Tuesday, 8 November 2011

Liverpool Care Pathway – An Intentional Act Of Killing

It is frightening to think that, according to MailOnline, Baroness Warnock has said that elderly people suffering from dementia are “wasting people’s lives” and “wasting the resources of the National Health Service” and should be allowed to die.


Lady Warnock’s comments, which were published in an interview with the magazine of the Church of Scotland, Life and Work, have been condemned by dementia charities.
She told the magazine: “If you’re demented, you’re wasting people’s lives – your family’s lives – and you’re wasting the resources of the National Health Service.”

The Telegraph has headlined that in the Netherlands, where euthanasia laws have been passed onto the statute book, fearful elderly people carry 'anti-euthanasia cards'


Kevin Fitzpatrick, a researcher with the pressure group Not Dead Yet, claimed that relaxing the law in this country would threaten old and disabled people as it would allow “moral judgments” that their lives were not worth living.

“Disabled people, like others, and often with more reason, need to feel safe. Thus eroding what may already be a shaky sense of safety in medical care poses a further threat to disabled people’s wellbeing, continuing care, and life itself.”

He cited the experience of Baroness Campbell of Surbiton, the disabled founder of Not Dead Yet, who was once told by doctors that they “presumed” she wouldn’t want resuscitation if she experienced complications during treatment.

“Very scared, she stayed awake in hospital for more than 48 hours.”

Mr Fitzpatrick said: “The doctors’ judgment, based on the idea of a “life not worth living,” is a moral judgment not of facts (medical or otherwise).

“A law permitting euthanasia would reinforce this position, further clearing the ground to take away lives based on a moral judgment rather than medical fact. The threat will extend to the lives of older, disabled people too.”
------------------------
What to work on:
1. In which magazine does the blog post say Lady Warnock's interview was published?
2. Reproduce the stretch of the blog post from "Lady Warnock’s comments, which" through "not worth living.".
Rely solely on the blog post and draw on no other source.
------------------------
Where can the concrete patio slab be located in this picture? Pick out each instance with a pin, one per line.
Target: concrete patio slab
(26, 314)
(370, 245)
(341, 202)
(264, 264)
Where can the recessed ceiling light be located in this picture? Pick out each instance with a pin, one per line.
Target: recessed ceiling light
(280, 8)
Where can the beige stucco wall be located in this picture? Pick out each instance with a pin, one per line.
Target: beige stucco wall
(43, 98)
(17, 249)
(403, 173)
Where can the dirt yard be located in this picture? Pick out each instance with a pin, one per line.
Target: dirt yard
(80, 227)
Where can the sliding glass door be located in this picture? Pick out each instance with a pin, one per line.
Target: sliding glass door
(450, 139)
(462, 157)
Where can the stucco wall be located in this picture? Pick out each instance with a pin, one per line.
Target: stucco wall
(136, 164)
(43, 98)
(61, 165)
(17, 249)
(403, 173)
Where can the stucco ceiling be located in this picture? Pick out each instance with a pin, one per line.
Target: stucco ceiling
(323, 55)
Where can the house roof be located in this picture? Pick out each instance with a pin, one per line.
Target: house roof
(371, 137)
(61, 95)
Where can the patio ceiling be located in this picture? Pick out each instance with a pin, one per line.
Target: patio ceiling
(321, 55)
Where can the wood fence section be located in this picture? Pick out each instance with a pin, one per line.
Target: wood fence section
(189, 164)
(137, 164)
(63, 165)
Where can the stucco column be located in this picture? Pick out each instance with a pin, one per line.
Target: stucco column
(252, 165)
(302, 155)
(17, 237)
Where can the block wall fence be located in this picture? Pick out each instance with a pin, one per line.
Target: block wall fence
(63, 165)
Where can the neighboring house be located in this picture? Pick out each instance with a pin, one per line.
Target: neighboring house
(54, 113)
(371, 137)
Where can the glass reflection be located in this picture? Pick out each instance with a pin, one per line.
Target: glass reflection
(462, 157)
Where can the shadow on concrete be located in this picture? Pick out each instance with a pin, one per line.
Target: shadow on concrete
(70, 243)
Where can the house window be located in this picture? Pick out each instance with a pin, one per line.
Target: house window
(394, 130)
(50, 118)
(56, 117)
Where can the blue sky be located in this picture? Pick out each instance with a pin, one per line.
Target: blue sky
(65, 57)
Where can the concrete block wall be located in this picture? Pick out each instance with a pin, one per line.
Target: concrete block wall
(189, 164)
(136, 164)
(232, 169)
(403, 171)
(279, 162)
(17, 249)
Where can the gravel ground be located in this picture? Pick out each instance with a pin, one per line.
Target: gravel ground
------------------------
Responses for each task:
1. Life and Work, the magazine of the Church of Scotland.

2.
Lady Warnock’s comments, which were published in an interview with the magazine of the Church of Scotland, Life and Work, have been condemned by dementia charities.
She told the magazine: “If you’re demented, you’re wasting people’s lives – your family’s lives – and you’re wasting the resources of the National Health Service.”

The Telegraph has headlined that in the Netherlands, where euthanasia laws have been passed onto the statute book, fearful elderly people carry 'anti-euthanasia cards'


Kevin Fitzpatrick, a researcher with the pressure group Not Dead Yet, claimed that relaxing the law in this country would threaten old and disabled people as it would allow “moral judgments” that their lives were not worth living.